• **PROBLEM DETAILS**: For the records below, reproduce exactly the line that contains "Could you point out the leafy" and all subsequent lines, with nothing left out and nothing added.

• **AVAILABLE DATA**:
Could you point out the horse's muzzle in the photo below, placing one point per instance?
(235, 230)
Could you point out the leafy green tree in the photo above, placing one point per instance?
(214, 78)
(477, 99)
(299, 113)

• **WRITTEN ANSWER**:
Could you point out the leafy green tree in the photo above, placing one point per instance?
(214, 78)
(477, 99)
(299, 113)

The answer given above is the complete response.